▶ [Exercise requirements]:
**1)** In the blog post on Gordon H. Clark, what was Clark's final view of Jesus Christ?
**2)** Write the next paragraph of the blog post on Gordon H. Clark, starting after its final sentence.

▶ [Article]:

Martyred for the Gospel
The burning of Tharchbishop of Cant. D. Tho. Cranmer in the town dich at Oxford, with his hand first thrust into the fyre, wherwith he subscribed before. [Click on the picture to see Cranmer's last words.]

Daily Bible Verse

Sunday, January 24, 2016

Dr. Gordon H. Clark and the Axiom of Scripture as a Logical System


"The unity of truth is preserved without sacrificing the clarity and distinctness of several truths because truth is conceived as a system of truths." 
 
"This doctrine of the eternal decree underlies not only the doctrine of perseverance of the saints, but also that of effectual calling, the necessity and nature of regeneration, the gifts of saving faith, and in short the whole gospel."


"For the whole Gospel is not just a few disjointed truths.  It is an ordered and logical system.  Each part bears on each other part." -- Dr. Gordon H. Clark


Oddly enough when reading the blogs of others professing to be Clarkian Scripturalists or Clarkian presuppositionalists one almost never finds any mention of Clark's most basic philosophical principle that logic and propositions formed in the mind can and should be organized into a logical system.  Truth cannot be isolated into unrelated parts or aggregates that have no relation to the other parts.  This would result essentially in chaos and irrationalism, even if the isolated proposition happens to be a valid one.  For example, Dr. Clark's last book, The Incarnation, further defined and clarified the doctrine of the incarnation of Christ and attempted to harmonize the apparent difficulties in the doctrine as it appears to be paradoxical that Jesus Christ could be both a fully human person and man, while at the same time being a fully divine Person within the Tri-unity of one God who is also three distinct Persons:  Father, Son and Holy Spirit.  One self-professed Scripturalist suggested that Dr. Clark had been totally wrong in all of his previous writings on The Atonement, The Trinity, and several other books where Clark held that Christ is one Person.  This is of course somewhat true.  But what the blogger does not say or believe is that Clark was pointing out that the word "person" as it was understood previously in the Chalcedonian Definition of 451 A.D. was not a clearly defined word.  Clark did not completely reject the Westminster Confession of Faith or the Chalcedonian creed but simply wanted to define terms and reconcile the apparent paradox.  His final view was that Jesus Christ was two persons, a fully human person and a fully divine Person, the divine Logos.  (See:  Was Gordon H. Clark a Nestorian? by Gary Crampton and Kenneth Talbot).  This is because Dr. Clark was a systematic and logical thinker.  His basic point of view is that logical propositions should not violate the law of contradiction.   But more about that in another blog post later.

Object point labels:
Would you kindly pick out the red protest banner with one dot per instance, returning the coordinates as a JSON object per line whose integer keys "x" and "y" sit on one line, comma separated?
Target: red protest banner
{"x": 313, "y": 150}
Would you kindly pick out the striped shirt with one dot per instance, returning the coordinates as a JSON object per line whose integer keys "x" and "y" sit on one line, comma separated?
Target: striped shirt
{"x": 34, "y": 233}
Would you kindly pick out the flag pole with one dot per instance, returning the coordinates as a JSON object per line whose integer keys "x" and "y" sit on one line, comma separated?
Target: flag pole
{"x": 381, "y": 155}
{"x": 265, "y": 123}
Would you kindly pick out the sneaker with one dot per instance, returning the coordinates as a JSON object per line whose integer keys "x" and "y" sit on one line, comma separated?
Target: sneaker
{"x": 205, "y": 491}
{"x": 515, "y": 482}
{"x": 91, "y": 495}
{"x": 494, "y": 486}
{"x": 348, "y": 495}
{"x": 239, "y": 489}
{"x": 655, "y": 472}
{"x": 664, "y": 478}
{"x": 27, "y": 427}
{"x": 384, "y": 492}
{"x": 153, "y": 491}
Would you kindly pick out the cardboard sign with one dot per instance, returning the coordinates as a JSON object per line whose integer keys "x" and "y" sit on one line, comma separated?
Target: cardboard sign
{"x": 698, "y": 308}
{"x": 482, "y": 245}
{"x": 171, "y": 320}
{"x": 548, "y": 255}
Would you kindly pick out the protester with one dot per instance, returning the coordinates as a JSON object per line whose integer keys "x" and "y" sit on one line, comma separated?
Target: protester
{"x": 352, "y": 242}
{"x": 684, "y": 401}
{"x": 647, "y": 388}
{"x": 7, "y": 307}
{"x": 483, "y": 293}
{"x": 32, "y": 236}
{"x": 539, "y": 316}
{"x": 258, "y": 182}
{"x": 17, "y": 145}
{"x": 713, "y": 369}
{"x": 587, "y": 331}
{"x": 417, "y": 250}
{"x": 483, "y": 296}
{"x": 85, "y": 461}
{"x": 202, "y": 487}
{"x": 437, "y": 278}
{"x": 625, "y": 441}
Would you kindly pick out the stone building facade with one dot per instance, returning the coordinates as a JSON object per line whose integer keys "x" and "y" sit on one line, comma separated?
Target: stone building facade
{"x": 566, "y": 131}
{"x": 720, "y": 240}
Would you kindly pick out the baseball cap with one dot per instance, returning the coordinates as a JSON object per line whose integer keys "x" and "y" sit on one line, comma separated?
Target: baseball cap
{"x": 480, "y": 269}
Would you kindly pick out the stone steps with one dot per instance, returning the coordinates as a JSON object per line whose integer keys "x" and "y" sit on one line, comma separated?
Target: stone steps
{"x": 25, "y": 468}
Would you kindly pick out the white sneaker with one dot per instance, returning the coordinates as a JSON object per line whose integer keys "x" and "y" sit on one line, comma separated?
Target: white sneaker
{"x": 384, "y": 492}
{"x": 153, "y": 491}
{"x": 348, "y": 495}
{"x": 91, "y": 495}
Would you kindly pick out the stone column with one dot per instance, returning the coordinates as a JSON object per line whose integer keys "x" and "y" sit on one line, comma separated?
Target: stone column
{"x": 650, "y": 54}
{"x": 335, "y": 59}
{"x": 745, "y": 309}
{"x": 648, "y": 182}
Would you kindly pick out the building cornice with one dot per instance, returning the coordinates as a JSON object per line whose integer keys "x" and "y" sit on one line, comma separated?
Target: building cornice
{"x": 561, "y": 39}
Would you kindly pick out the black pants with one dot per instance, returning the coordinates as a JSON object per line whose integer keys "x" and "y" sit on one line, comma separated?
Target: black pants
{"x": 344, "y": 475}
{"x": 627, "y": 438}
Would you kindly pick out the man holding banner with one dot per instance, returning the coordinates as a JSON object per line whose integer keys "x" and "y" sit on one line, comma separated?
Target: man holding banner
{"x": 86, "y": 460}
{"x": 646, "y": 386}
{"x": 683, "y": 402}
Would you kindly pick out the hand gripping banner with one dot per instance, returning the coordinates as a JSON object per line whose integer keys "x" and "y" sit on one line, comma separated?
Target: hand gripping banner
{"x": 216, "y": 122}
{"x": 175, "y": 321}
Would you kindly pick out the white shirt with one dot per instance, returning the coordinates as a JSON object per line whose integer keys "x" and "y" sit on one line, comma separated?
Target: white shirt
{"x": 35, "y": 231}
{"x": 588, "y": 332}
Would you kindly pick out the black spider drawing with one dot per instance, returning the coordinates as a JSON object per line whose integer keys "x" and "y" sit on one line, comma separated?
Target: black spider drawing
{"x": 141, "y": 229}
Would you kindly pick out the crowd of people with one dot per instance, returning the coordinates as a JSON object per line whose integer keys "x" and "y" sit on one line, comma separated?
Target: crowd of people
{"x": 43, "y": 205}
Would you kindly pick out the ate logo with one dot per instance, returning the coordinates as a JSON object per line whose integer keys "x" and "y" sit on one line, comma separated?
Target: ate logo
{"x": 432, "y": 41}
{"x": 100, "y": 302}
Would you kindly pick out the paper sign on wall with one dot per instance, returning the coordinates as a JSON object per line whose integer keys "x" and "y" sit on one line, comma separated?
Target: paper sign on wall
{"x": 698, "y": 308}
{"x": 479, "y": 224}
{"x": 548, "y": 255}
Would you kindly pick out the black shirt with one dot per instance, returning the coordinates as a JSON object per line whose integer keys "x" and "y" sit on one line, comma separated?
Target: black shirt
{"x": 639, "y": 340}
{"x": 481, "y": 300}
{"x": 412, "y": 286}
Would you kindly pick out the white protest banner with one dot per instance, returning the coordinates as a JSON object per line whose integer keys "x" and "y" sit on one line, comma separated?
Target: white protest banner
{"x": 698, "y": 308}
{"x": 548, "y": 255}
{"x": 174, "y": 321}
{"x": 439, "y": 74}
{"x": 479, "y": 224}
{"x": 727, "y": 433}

▶ [Results for the exercise]:
**1)** Jesus Christ was two persons: a fully human person and a fully divine Person, the divine Logos.

**2)**
[Nota Bene:  My own opinion of Dr. Clark's book, The Incarnation, has evolved and changed over time.  I now fully agree with Dr. Clark's definition of person as a system of propositions that the person thinks.  You can read one of my earlier posts before I fully embraced Clark's view here.]

However, the point I want to make here is that those who claim to accept Dr. Clark's axiom of Scripture, while rejecting Dr. Clark's views on the Westminster Confession of Faith as a system of propositional truth deduced from the Bible, have no valid claim or profession in regards to holding to Clark's views.  That is because logical systems are consistent with all the parts.  Just as isolating one proposition from the multiplication tables, such as 2 x 2 = 4, and rejecting the rest of the table would be irrational, so to isolate certain aspects of Dr. Clark's philosophy and theology from the rest of his theological system would also be irrational.  The fact is Dr. Clark fully approved of the Westminster Standards with only a few minor points of disagreement.  One of those points of disagreement was the definition of the word infallible in regards to one's assurance of salvation.  But more about that in another post.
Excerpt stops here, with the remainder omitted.